§ EXERCÍCIO ESCRITO 1: Como fica o trecho do texto sobre o Śuddha Dharma que vai de "Há muito tempo" até "em suas proposituras." quando se troca "Deus" por "a verdade"?
§ EXERCÍCIO ESCRITO 2: Segundo o texto sobre o Śuddha Dharma, o que essa doutrina não exige dos homens? Liste todos os itens.

§ TRECHO FORNECIDO:
....
Em comparação aos que cultivam o hábito equivocado da anulação de todo desejo, o qual tende a gerar uma atitude hipócrita, aqueles que têm desejos e não tratam de dissimulá-los são homens honrados. O desejo é precisamente o que os impulsiona a buscar o caminho do Śuddha Dharma, o qual protege a todos os seres e, por causa de sua imensa amplitude, está em perfeita harmonia com as necessidades individuais.

Ao contrário das diversas religiões e escolas filosóficas espiritualistas existentes, o Śuddha Dharma não exige dos homens que considerem o mundo como falso, que desnaturalizem os sentidos, que aniquilem a mente, nem que executem tudo isto com o fim de apartar totalmente o aspecto material da vida e alcançar o êxito no sentido puramente espiritual. Por outro lado, o Śuddha Dharma deseja que os homens vivam a vida material para compreendê-la ampla e totalmente, porque assim como a noite segue o dia, seguem-se às revelações espirituais o Yoga (Grande Síntese). Por isto é que a doutrina do Śuddha Dharma considera que os aspectos espirituais e materiais da vida são muito importantes para alcançar um desenvolvimento integral. O Śuddha Dharma não prefere o espiritual às custas do material, ou vice-versa, pois isto leva ao desequilíbrio.

Há muito tempo vem sendo ensinado a se olhar o mundo como falso e ilusório e a abandonar tudo para ir em busca de Deus, considerando, em nome da religião, a vida material e a vida espiritual incompatíveis entre si. Por isto, o real Sanātana Dharma (Lei Eterna) será uma benção para muitos. Existe muito pouco de Sanātana (eterno) no que as religiões sustentam; elas captam só uma parte da verdade, porém pretendem ser integrais em suas proposituras.

Por conseguinte, quando se revela aos buscadores da verdade a verdadeira essência do Sanātana Dharma, esta revelação lhes abre os olhos, há tempos acostumados com ideias imprecisas, renovando-lhes o entusiasmo para viver e seguir os princípios do Śuddha (Sanātana) Dharma com a disposição de se alcançar a realização. Tal desejo, porém, embora em si mesmo altamente meritório, por si só não basta para garantir a adoção prática dos princípios do Śuddha Dharma, porque a prática implica em conhecimento direto dos princípios, sem os quais não há prática que mereça tal nome, ainda quando se deseje realmente realizá-la. Práticas realizadas de forma meramente empírica representam um desvio do caminho e não conduzem à verdade. Não basta o mero desejo de viver as verdades do Śuddha Dharma, é necessário segui-las. Somente poderá segui-las quem primeiro estudou e assimilou os seus princípios para então poder praticá-los.
....
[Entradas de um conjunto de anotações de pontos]
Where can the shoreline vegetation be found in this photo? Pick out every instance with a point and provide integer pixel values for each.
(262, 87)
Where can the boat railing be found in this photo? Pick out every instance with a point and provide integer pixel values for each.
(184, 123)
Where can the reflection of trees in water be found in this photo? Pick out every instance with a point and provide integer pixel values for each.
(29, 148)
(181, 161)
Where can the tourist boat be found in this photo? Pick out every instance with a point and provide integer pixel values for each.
....
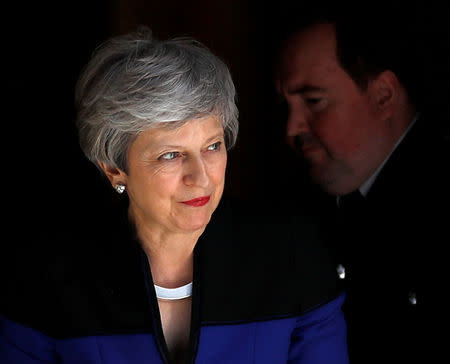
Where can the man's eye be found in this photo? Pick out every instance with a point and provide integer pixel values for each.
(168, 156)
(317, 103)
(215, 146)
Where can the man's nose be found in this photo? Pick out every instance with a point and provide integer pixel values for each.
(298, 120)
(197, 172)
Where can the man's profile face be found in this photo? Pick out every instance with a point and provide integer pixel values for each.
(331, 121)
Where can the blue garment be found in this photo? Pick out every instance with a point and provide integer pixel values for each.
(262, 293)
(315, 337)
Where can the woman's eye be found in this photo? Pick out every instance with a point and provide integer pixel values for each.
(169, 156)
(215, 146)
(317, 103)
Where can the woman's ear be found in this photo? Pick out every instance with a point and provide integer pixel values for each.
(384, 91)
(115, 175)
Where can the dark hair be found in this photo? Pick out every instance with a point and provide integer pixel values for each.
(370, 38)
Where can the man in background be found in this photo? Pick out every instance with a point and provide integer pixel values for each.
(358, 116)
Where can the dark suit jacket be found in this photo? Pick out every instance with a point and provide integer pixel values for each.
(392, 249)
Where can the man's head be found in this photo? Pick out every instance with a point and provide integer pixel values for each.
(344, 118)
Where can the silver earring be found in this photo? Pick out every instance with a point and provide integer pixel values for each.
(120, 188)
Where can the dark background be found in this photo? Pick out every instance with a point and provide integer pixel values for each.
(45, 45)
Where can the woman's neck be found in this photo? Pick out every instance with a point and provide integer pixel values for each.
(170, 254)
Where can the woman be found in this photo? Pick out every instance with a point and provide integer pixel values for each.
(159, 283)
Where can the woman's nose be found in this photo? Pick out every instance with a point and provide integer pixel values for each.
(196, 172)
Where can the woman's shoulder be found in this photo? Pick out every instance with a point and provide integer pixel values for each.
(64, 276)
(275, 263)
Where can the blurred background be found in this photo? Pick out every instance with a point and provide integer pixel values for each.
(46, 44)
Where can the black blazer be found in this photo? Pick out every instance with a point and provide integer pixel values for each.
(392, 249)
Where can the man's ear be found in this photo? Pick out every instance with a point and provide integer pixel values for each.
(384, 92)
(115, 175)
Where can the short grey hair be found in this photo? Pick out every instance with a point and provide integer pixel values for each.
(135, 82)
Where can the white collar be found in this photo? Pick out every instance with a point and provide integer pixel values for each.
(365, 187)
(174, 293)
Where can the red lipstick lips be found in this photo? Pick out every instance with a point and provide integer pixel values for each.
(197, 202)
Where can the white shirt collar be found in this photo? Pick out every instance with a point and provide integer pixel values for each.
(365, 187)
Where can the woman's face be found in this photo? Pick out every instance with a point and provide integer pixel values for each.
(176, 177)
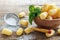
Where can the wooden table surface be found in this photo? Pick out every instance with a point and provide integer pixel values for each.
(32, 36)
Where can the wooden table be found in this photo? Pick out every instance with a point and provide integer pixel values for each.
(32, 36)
....
§ RESPOSTA CORRETA 1:
Há muito tempo vem sendo ensinado a se olhar o mundo como falso e ilusório e a abandonar tudo para ir em busca de a verdade, considerando, em nome da religião, a vida material e a vida espiritual incompatíveis entre si. Por isto, o real Sanātana Dharma (Lei Eterna) será uma benção para muitos. Existe muito pouco de Sanātana (eterno) no que as religiões sustentam; elas captam só uma parte da verdade, porém pretendem ser integrais em suas proposituras.

§ RESPOSTA CORRETA 2:
- Que considerem o mundo como falso
- Que desnaturalizem os sentidos
- Que aniquilem a mente
- Que executem tudo isto com o fim de apartar totalmente o aspecto material da vida e alcançar o êxito no sentido puramente espiritual